◆ Brief
Beginning at the line containing "point: glass building", output every line to the end of the data below exactly as it appears.

◆ Supplied data
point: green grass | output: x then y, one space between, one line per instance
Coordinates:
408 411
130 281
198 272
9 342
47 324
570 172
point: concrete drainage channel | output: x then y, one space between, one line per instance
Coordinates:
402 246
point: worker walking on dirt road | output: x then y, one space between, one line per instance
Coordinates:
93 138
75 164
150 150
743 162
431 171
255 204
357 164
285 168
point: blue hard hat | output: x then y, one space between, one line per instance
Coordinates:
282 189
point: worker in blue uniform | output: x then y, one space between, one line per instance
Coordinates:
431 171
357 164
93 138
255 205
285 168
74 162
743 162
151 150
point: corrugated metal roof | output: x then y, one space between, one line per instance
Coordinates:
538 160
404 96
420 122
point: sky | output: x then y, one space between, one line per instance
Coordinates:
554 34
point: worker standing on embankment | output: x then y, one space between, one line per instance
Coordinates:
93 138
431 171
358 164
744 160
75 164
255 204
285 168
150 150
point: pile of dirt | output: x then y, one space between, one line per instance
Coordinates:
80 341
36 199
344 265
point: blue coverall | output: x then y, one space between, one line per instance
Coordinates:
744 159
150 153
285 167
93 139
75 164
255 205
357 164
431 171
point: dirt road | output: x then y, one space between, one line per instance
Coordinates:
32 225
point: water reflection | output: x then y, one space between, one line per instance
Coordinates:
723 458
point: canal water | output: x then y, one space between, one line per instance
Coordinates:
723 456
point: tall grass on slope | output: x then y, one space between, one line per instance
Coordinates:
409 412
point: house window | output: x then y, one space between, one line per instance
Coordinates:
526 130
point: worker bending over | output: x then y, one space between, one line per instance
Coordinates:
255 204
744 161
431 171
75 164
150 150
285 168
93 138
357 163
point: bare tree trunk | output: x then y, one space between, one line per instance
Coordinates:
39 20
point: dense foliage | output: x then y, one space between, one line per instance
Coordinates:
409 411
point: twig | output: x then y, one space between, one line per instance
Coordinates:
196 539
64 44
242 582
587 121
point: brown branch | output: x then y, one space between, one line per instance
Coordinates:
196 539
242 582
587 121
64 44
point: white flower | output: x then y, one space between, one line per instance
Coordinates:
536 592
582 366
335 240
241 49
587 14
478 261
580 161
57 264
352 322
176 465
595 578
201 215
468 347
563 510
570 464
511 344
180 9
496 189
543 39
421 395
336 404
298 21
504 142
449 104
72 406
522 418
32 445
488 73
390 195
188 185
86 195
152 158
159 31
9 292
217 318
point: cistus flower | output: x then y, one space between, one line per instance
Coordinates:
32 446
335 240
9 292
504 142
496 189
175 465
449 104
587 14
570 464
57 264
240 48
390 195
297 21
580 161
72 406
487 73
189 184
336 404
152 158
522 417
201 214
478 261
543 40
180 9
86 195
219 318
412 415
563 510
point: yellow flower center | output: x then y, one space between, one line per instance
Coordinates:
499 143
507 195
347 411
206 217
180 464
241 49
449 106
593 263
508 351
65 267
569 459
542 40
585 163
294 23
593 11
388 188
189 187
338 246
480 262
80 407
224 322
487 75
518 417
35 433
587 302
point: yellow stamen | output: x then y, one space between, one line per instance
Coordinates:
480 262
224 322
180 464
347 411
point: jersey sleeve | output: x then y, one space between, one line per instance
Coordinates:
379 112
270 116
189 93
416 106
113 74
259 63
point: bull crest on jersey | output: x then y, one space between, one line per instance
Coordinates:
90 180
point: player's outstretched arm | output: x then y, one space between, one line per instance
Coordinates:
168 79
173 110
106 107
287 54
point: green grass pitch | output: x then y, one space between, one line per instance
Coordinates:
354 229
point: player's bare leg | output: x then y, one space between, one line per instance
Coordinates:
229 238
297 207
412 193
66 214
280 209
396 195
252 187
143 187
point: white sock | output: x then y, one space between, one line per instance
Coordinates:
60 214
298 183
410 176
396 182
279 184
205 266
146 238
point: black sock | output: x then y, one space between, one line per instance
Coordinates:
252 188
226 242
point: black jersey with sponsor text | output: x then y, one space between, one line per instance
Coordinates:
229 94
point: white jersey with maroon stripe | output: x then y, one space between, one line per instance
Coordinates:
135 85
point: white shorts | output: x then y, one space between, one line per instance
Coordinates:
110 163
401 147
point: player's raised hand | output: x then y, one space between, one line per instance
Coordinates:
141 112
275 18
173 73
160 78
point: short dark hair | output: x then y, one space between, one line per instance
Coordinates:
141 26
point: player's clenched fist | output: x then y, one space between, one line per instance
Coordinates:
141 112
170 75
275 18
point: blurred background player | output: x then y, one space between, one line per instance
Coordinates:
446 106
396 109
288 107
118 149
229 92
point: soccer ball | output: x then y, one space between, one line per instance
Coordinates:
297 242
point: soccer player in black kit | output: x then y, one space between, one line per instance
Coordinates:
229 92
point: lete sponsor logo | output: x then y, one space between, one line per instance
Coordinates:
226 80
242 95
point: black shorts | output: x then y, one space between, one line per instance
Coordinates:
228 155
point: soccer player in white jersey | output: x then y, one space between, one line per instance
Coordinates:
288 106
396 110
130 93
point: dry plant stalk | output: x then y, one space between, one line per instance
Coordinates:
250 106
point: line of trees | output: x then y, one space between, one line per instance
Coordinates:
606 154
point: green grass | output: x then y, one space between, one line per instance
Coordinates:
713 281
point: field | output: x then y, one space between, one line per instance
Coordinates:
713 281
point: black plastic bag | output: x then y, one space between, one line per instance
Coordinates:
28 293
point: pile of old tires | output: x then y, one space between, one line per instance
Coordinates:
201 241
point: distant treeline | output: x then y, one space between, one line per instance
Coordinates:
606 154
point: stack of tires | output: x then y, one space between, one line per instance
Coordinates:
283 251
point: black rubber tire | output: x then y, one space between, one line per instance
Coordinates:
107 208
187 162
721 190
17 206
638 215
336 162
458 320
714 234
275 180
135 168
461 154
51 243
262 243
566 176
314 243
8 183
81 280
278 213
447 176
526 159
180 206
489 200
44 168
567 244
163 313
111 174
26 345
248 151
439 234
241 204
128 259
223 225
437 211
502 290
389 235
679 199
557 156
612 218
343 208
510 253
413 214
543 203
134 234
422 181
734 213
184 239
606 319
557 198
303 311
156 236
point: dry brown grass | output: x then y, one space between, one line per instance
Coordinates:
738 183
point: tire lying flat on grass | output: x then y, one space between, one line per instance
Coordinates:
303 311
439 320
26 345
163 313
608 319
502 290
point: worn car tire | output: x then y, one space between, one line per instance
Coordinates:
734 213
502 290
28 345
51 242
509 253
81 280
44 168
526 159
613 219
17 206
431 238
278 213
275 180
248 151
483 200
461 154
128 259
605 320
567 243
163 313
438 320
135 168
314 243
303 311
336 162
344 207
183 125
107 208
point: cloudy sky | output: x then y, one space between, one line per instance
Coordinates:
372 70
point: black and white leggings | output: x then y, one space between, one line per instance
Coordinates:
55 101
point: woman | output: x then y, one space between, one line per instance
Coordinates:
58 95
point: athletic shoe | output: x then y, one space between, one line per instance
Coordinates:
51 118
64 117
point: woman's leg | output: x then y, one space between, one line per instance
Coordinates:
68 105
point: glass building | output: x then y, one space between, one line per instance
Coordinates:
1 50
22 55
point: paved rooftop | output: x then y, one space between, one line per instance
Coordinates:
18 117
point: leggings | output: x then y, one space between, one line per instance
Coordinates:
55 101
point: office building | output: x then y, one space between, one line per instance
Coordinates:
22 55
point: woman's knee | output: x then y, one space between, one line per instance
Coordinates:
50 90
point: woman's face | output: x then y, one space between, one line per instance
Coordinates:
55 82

◆ In response
point: glass building | output: x then y, one space between, one line per instance
Coordinates:
1 50
22 55
point: paved rooftop | output: x then y, one space between, one line per instance
Coordinates:
18 117
point: leggings | output: x then y, one space between, one line per instance
Coordinates:
55 101
point: office building | output: x then y, one space between, one line per instance
Coordinates:
22 55
point: woman's knee | output: x then y, one space between, one line per instance
Coordinates:
50 90
point: woman's face | output: x then y, one space between, one line per instance
Coordinates:
55 82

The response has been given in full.